_Work instruction 1:_ In the pharmacy anecdote, substitute "customer" for "patient" and give everything from "If you're a" down to "all of Westeros...".
_Work instruction 2:_
Answer these questions on the pharmacy anecdote, one per line:
(a) What software does the computer run?
(b) Which medication does the patient say she needs?
(c) Where does the narrator work?
_Work instruction 3:_
For each statement, decide whether it agrees with the pharmacy anecdote. Answer yes or no and quote the deciding words.
(a) The situation described happens very often.
(b) The prescriptions were sent from the prescriber to the pharmacy.
(c) The patient wants only one of the medications.
+++ Text block +++
If you're a pharmacist or pharmacy technician, here's something that's probably happened to you. It doesn't happen very often, but it is ANNOYING.
Your post modern computer running the latest version of Windows pops up with some new e-Scripts. Quickly, you massage the data into your system, adjudicate, print, and fill. These were prescriptions sent over from the prescriber to your pharmacy. Time is of the essence, man! The patient desperately needs these medications, and if you work in Snootyville like I do, the patient is already on the way.
And then it happens... the patient arrives. You're feeling good because you have everything ready to go, ahead of schedule. Crisis adverted. The patient will be happy. The prescriber will be happy. All is good and right with the world. They will sing songs of our courage and bravery throughout all of Westeros...
...but wait. Seven Hells, the patient doesn't want all the medications. In fact, she only wants ONE of them. "Oh, I don't need all those. I only need the one for anxiety," she will say.
"But why did the doctor send all these prescriptions over here if you didn't want them filled?" you will ask.
+++ Given information +++
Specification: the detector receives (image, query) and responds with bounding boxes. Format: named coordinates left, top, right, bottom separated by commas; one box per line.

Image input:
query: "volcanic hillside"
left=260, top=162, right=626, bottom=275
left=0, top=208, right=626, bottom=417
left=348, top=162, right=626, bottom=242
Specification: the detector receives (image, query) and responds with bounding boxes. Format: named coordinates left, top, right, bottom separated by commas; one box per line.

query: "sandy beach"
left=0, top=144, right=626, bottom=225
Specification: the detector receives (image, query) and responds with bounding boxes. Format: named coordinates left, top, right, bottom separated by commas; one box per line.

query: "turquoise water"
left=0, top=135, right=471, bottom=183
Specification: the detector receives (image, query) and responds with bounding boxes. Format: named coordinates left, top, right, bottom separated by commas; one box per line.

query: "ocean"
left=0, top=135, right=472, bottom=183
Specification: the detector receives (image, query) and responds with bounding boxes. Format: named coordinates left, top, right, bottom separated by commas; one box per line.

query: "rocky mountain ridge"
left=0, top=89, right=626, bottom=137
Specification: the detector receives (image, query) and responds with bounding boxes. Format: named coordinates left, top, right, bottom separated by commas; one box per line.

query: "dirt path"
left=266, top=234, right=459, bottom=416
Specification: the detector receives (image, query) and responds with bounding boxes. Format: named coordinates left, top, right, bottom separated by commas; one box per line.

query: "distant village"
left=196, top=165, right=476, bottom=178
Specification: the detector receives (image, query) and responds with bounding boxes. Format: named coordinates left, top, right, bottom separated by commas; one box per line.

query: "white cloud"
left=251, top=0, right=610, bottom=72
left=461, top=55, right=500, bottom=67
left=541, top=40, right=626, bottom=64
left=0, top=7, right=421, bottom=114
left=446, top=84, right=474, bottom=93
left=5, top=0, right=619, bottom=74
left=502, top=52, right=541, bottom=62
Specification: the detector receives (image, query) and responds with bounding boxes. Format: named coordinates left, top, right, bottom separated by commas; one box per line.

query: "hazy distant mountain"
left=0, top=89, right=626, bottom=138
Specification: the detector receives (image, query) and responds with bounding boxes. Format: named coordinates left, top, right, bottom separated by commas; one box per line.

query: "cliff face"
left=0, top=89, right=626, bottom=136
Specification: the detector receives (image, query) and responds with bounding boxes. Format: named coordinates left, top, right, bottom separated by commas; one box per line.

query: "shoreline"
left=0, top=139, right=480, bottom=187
+++
+++ Given information +++
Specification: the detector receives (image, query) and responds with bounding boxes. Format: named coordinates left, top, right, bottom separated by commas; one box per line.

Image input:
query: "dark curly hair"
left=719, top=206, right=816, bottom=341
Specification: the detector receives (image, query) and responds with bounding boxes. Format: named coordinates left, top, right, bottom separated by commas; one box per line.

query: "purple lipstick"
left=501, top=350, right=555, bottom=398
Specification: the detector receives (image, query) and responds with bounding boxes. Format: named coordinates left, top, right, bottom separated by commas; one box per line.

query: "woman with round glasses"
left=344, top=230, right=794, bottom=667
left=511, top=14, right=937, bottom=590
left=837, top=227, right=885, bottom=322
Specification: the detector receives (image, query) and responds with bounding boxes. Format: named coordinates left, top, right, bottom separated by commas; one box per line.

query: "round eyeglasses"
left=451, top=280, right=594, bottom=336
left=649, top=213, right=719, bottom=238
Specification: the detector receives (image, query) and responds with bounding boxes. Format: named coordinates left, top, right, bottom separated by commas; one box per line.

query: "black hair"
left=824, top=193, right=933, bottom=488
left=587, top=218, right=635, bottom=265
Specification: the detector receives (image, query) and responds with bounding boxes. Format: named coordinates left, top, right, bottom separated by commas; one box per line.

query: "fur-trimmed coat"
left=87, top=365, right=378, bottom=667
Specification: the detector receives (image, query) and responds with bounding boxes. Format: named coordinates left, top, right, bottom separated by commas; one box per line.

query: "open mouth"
+++
_Solution 1:_
If you're a pharmacist or pharmacy technician, here's something that's probably happened to you. It doesn't happen very often, but it is ANNOYING.
Your post modern computer running the latest version of Windows pops up with some new e-Scripts. Quickly, you massage the data into your system, adjudicate, print, and fill. These were prescriptions sent over from the prescriber to your pharmacy. Time is of the essence, man! The customer desperately needs these medications, and if you work in Snootyville like I do, the customer is already on the way.
And then it happens... the customer arrives. You're feeling good because you have everything ready to go, ahead of schedule. Crisis adverted. The customer will be happy. The prescriber will be happy. All is good and right with the world. They will sing songs of our courage and bravery throughout all of Westeros...

_Solution 2:_
(a) The latest version of Windows.
(b) The one for anxiety.
(c) Snootyville.

_Solution 3:_
(a) No: "It doesn't happen very often"
(b) Yes: "These were prescriptions sent over from the prescriber to your pharmacy."
(c) Yes: "In fact, she only wants ONE of them."